>> Begin SELECTED TEXT

# Pawing Around Food After Bathroom?



## siouxdax (Jul 17, 2010)

Hello all:
I've noticed some (what seems to me) odd behavior with my cat, Mister Pookie-Bear. After using his litter box Pook will walk over to his water and food bowls, which is about ten feet away from the litter box, and start pawing and scratching around the bowls, much like he does as he "grooms" his litter. After half a dozen or so scratches he walks away and goes on about his day. Is this normal behavior? My last cat never did that.


----------



## hoofmaiden (Sep 28, 2009)

The only time my cats have attempted to "cover" food is when they are rejecting it.


----------



## Xanti (Nov 4, 2008)

My cat does that too.. eats what he wants then tries to cover it. I am assuming it's instinct so that predators can't smell it.

Although covering it in air doesn't do much good


----------



## siouxdax (Jul 17, 2010)

If he is "rejecting" his food, should I maybe change brands? Something else I noticed, if it makes any difference, is that while he does eat when he wants, when I go into the kitchen he will run in behind me and start eating. Almost like he prefers to eat when I'm there.


----------



## hoofmaiden (Sep 28, 2009)

Well, IMO you should be feeding canned food (not kibble) and on a meal schedule (feed measured amount 2X a day and expect it to be eaten up w/in 20 min or so), rather than leaving it available. But that's your decision!

>> End SELECTED TEXT
>> Begin EXCERPTED DATA

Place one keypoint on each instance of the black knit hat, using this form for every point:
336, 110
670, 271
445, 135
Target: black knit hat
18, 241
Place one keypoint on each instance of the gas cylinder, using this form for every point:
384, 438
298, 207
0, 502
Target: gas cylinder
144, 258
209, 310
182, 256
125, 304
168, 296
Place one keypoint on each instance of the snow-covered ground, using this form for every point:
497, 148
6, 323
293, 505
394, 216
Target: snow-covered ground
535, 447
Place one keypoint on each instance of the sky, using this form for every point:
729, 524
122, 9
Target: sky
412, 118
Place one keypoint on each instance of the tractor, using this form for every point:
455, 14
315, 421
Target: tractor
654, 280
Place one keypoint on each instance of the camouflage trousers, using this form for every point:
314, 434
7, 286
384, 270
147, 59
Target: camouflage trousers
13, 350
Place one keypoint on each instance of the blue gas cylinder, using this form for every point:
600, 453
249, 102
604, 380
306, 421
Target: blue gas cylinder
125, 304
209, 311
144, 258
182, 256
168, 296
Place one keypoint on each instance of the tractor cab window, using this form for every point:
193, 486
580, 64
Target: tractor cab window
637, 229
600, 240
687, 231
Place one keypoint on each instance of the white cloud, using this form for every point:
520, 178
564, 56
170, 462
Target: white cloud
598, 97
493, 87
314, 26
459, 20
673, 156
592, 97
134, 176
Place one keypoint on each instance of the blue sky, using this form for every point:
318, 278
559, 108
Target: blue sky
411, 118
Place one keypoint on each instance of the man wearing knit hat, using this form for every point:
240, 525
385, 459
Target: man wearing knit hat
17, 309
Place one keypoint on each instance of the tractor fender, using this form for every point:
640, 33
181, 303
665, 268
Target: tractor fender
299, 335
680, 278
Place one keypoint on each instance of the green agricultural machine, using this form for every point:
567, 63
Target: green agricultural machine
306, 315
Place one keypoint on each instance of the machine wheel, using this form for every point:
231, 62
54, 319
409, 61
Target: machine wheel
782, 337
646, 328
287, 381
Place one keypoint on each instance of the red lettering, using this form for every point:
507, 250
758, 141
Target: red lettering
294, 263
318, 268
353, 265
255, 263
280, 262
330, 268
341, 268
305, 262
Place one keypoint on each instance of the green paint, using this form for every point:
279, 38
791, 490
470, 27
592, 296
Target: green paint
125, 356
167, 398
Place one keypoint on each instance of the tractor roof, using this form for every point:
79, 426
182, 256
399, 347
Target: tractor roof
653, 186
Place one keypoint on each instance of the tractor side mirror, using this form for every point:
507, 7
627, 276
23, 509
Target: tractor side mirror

>> End EXCERPTED DATA

_TASK LIST_
1 – In the cat forum thread, how far are the water and food bowls from the litter box?
2 – Please condense the paragraph in the cat forum thread that begins "I've noticed some (what seems to me) odd behavior" into no more than two sentences.
These entries have nothing to do with the cat forum thread.

_TASK-BY-TASK ANSWERS_
1 – About ten feet.

2 – After using his litter box, Mister Pookie-Bear walks to his food and water bowls about ten feet away and scratches around them half a dozen or so times, much as he does with his litter, then walks off. The poster asks if this is normal, since their last cat never did it.